Text passage:
## start

RANGER AGAINST WAR <

Friday, September 27, 2013

Starry, Starry Night

--A simple game of chess

Our crusade was such madness 
that only a real idealist could have thought it up
--The Seventh Seal (1957)
___________________

Ranger will draw connections among three fights: Lang Vei (Vietnam, Feb. '68), Mogadishu - Black Hawk Down (Oct. '93) and the Battle of Kamdesh at Command Outpost Keating in Afghanistan (Oct. 2009).

The key devolution over 40+ years is that the U.S. is no longer fighting enemy armies but simple assemblies of enemy fighters variously described as militias, militants, insurgents, etc., and while U.S. forces are arrayed to fight battles, they instead get roughly handled by simple street thugs ... people for whom soldierly behavior does not apply.

So, why do we fight for hills, towns and terrains which are disposable and not of worth to anyone except those squatting on that particular grid square, and then pull up stakes and leave? Have the principles of war lost their relevance? This is the Day of the Jackal; you lie down with dogs, you get fleas. Has Clausewitz had his day? If so, what will direct and constrain our present and future conflicts?

From his personal discussions with battle survivor (Lt.) Paul Longgrear, the Battle of Lang Vei was the death of the United States Special Forces A-Camps, which were small and remote fighting camps with mission augmentation. The fall of Lang Vei showed that the US Army could not hold a camp if the North Vietnamese Army (NVA) was determined to expend the operational assets to destroy their objective.

## end

Record set:

## start

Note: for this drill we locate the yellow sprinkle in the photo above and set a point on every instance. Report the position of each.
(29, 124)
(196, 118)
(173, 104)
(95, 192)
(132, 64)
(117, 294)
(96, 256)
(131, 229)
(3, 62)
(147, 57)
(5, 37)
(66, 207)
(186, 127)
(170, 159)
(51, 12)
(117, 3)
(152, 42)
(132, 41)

## end

Your tasks:
• A. According to the post, what were the United States Special Forces A-Camps?
• B. Write out the stretch of the post from "--A simple game" through "Afghanistan (Oct. 2009).", swapping "chess" for "checkers".
None of the data is used here.

Solutions to each task:
• A. They were small and remote fighting camps with mission augmentation.

• B.
--A simple game of checkers

Our crusade was such madness 
that only a real idealist could have thought it up
--The Seventh Seal (1957)
___________________

Ranger will draw connections among three fights: Lang Vei (Vietnam, Feb. '68), Mogadishu - Black Hawk Down (Oct. '93) and the Battle of Kamdesh at Command Outpost Keating in Afghanistan (Oct. 2009).